== Stored data ==

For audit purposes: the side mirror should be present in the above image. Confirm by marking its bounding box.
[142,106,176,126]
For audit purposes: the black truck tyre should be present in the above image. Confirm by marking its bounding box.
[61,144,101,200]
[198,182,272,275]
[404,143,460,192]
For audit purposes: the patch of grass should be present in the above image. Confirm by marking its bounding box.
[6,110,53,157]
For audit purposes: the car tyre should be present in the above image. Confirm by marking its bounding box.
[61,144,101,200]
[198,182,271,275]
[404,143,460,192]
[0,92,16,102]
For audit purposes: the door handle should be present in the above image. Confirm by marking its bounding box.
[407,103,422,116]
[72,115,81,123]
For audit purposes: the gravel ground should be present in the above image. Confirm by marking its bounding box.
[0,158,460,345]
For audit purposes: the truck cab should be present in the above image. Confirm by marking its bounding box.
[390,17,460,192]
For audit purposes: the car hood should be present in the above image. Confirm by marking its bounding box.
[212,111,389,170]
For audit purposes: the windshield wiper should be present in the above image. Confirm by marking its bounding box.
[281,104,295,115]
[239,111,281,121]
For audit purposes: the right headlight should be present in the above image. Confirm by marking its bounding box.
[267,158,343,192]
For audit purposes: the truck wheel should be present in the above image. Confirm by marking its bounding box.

===

• To do: Copy out every line of the items above, the requests along with the bounding-box coordinates, and add 117 to each coordinate value.

• Full response:
For audit purposes: the side mirror should be present in the above image. Confirm by marking its bounding box.
[259,223,293,243]
For audit purposes: the black truck tyre should be present in the above image. Confirm by marking its bounding box.
[178,261,218,317]
[315,299,389,392]
[521,260,577,309]
For audit purposes: the patch of grass should be present in the above image. Confirm by marking its bounding box.
[123,227,170,274]
For audit purposes: the car tyre should be present in the above image. Confirm by marking its bounding box.
[178,261,218,317]
[315,299,388,392]
[521,260,577,309]
[117,209,133,219]
For audit purposes: the door handle should be present in the above image. Confirm by marking its bounding box.
[524,220,539,233]
[189,232,198,240]
For audit purposes: the gravel ground should be present in the above image. Confirm by marking its bounding box.
[117,275,577,462]
For audit purposes: the truck cab should be present in the above image. Confirm by marking its bounding box.
[507,134,577,309]
For audit purposes: the car hood should be present in the above image. Confirm by marking its bounding box.
[329,228,506,287]
For audit purposes: the windshield wiper should be present in the above image. Confirm by marking its bounding box.
[398,221,412,232]
[356,228,398,238]
For audit purposes: the right headlight should be present in the above image. Confirm by marking its bounding box.
[384,275,460,309]
For audit purposes: the truck wheel should be present in the above image. Confirm by marking its bounding box.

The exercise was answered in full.